[任务说明]:
将下方全部记录逐行改写为编号列表，空行一律省略。

[练习材料]:
···
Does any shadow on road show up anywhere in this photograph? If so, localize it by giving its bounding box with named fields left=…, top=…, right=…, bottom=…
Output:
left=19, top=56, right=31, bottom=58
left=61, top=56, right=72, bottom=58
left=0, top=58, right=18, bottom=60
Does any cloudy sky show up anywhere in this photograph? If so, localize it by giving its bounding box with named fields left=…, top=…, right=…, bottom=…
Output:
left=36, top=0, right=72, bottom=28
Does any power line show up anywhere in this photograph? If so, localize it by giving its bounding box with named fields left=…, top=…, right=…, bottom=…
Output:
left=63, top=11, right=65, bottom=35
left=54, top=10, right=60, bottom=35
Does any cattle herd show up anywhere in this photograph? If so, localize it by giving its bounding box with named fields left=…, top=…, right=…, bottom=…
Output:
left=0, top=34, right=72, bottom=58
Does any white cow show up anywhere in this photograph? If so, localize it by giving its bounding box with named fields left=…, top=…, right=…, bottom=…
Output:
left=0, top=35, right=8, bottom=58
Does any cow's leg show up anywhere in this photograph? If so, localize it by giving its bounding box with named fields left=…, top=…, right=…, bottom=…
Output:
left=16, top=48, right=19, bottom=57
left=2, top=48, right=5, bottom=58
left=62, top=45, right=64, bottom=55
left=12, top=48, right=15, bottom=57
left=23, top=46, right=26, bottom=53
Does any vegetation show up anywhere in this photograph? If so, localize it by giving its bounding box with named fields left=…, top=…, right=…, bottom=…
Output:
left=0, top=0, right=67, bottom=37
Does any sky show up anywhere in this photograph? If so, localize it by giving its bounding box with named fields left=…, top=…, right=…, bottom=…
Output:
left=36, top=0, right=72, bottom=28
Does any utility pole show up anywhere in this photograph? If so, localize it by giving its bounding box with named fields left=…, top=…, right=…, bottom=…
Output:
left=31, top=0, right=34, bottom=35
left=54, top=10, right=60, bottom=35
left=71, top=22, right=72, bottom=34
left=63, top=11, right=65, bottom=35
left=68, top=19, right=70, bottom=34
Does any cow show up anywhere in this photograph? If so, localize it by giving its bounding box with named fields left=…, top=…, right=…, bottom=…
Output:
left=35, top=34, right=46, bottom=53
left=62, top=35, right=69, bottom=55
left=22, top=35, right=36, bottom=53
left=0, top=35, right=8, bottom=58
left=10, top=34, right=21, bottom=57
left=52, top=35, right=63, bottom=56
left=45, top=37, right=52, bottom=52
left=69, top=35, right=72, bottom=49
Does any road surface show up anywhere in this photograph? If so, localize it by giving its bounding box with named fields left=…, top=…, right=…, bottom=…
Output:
···
[参考解答]:
1. Does any shadow on road show up anywhere in this photograph? If so, localize it by giving its bounding box with named fields left=…, top=…, right=…, bottom=…
2. Output:
3. left=19, top=56, right=31, bottom=58
4. left=61, top=56, right=72, bottom=58
5. left=0, top=58, right=18, bottom=60
6. Does any cloudy sky show up anywhere in this photograph? If so, localize it by giving its bounding box with named fields left=…, top=…, right=…, bottom=…
7. Output:
8. left=36, top=0, right=72, bottom=28
9. Does any power line show up anywhere in this photograph? If so, localize it by giving its bounding box with named fields left=…, top=…, right=…, bottom=…
10. Output:
11. left=63, top=11, right=65, bottom=35
12. left=54, top=10, right=60, bottom=35
13. Does any cattle herd show up anywhere in this photograph? If so, localize it by giving its bounding box with named fields left=…, top=…, right=…, bottom=…
14. Output:
15. left=0, top=34, right=72, bottom=58
16. Does any white cow show up anywhere in this photograph? If so, localize it by giving its bounding box with named fields left=…, top=…, right=…, bottom=…
17. Output:
18. left=0, top=35, right=8, bottom=58
19. Does any cow's leg show up anywhere in this photograph? If so, localize it by giving its bounding box with named fields left=…, top=…, right=…, bottom=…
20. Output:
21. left=16, top=48, right=19, bottom=57
22. left=2, top=48, right=5, bottom=58
23. left=62, top=45, right=64, bottom=55
24. left=12, top=48, right=15, bottom=57
25. left=23, top=46, right=26, bottom=53
26. Does any vegetation show up anywhere in this photograph? If so, localize it by giving its bounding box with named fields left=…, top=…, right=…, bottom=…
27. Output:
28. left=0, top=0, right=67, bottom=37
29. Does any sky show up anywhere in this photograph? If so, localize it by giving its bounding box with named fields left=…, top=…, right=…, bottom=…
30. Output:
31. left=36, top=0, right=72, bottom=28
32. Does any utility pole show up anywhere in this photograph? If so, localize it by giving its bounding box with named fields left=…, top=…, right=…, bottom=…
33. Output:
34. left=31, top=0, right=34, bottom=35
35. left=54, top=10, right=60, bottom=35
36. left=71, top=22, right=72, bottom=34
37. left=63, top=11, right=65, bottom=35
38. left=68, top=19, right=70, bottom=34
39. Does any cow show up anywhere in this photograph? If so, localize it by giving its bounding box with named fields left=…, top=…, right=…, bottom=…
40. Output:
41. left=35, top=34, right=46, bottom=53
42. left=62, top=35, right=69, bottom=55
43. left=22, top=35, right=36, bottom=53
44. left=0, top=35, right=8, bottom=58
45. left=10, top=34, right=21, bottom=57
46. left=52, top=35, right=63, bottom=56
47. left=45, top=37, right=52, bottom=52
48. left=69, top=35, right=72, bottom=49
49. Does any road surface show up anywhere in this photograph? If so, localize it by giving its bounding box with named fields left=…, top=…, right=…, bottom=…
50. Output:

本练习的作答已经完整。